--- Start of ROWS ---
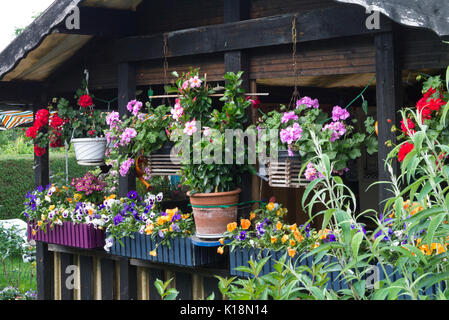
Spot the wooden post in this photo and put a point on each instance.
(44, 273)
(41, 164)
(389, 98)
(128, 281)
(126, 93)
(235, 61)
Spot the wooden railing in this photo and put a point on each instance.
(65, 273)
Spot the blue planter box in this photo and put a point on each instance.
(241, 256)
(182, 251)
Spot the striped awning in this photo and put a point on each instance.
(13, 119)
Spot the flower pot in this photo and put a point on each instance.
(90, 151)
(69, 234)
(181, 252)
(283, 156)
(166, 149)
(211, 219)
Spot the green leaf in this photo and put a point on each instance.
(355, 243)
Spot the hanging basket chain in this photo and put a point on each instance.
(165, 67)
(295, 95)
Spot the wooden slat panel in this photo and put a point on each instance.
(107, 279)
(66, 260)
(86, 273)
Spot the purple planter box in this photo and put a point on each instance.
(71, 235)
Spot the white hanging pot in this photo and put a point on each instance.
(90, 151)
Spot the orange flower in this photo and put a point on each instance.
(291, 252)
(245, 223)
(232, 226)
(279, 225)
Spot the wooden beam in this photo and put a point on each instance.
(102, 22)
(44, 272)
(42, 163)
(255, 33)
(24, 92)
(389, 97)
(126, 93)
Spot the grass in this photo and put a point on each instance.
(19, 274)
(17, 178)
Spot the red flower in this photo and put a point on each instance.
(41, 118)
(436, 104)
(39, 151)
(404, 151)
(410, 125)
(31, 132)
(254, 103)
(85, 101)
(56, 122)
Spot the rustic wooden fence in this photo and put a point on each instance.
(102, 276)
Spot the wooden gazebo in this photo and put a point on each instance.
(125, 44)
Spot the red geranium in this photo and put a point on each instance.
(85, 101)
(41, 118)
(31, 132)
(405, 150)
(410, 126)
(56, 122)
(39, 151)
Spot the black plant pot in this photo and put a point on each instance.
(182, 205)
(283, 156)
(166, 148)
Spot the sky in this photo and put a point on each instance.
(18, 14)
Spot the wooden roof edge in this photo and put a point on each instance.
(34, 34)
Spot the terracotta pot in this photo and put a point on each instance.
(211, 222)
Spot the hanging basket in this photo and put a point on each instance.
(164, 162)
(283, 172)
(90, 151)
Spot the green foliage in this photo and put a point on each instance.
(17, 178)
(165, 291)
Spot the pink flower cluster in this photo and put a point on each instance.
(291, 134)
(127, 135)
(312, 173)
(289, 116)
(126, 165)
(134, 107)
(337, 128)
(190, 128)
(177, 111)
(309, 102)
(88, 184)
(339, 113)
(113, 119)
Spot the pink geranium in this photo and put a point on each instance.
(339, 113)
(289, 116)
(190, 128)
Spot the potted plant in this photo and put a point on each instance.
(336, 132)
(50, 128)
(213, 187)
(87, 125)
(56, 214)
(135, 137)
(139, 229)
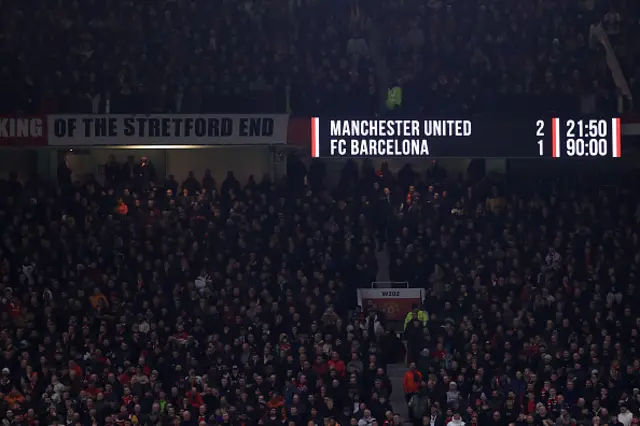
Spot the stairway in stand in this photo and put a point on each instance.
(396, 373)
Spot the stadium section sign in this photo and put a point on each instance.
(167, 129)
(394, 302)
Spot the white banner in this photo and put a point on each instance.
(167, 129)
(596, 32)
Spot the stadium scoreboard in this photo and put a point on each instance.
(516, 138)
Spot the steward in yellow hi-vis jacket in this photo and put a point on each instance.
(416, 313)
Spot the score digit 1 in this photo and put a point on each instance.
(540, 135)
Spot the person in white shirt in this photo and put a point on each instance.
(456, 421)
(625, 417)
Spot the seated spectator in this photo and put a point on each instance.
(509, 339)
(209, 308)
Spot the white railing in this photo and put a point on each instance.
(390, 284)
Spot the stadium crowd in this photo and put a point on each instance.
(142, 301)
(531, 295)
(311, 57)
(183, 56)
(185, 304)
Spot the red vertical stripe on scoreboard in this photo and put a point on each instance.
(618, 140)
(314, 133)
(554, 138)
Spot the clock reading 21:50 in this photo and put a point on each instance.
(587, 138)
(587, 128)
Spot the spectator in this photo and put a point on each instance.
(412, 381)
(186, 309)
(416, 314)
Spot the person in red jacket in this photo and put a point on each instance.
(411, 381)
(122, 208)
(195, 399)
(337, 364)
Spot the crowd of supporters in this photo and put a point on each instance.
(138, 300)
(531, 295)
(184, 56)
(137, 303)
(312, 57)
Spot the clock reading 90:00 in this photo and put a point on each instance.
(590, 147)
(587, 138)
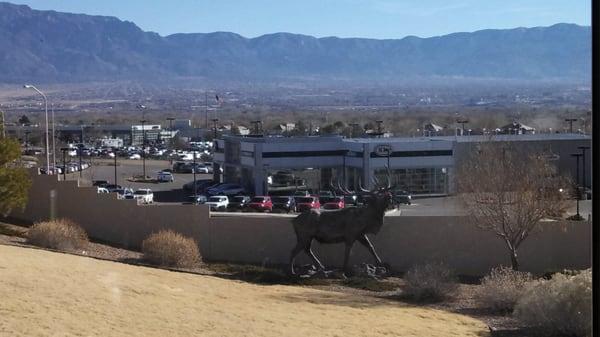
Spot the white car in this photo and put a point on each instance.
--- End of ROWS ---
Pictures must be left out. Repeat exactly the lines from the one containing "Spot the stadium crowd" through the final line of the data.

Spot the stadium crowd in this photo and put a point on each instance.
(142, 301)
(531, 295)
(311, 57)
(183, 56)
(185, 304)
Spot the red vertical stripe on scoreboard in this photo and put a point on each instance.
(618, 140)
(314, 133)
(554, 138)
Spot the clock reading 21:50 in this photo and put a point on each instance.
(587, 138)
(587, 128)
Spot the spectator in this photo and put a point on each instance.
(412, 381)
(186, 309)
(416, 314)
Spot the person in red jacket in this photo and put a point on each instance.
(411, 381)
(122, 208)
(195, 399)
(337, 364)
Spot the crowd of supporters in this photo and put a point on each instance.
(138, 300)
(531, 295)
(184, 56)
(137, 303)
(312, 57)
Spot the clock reading 90:00 in this photo and put a point on each instance.
(590, 147)
(587, 138)
Spot the white car in this photo and put a point on each instance.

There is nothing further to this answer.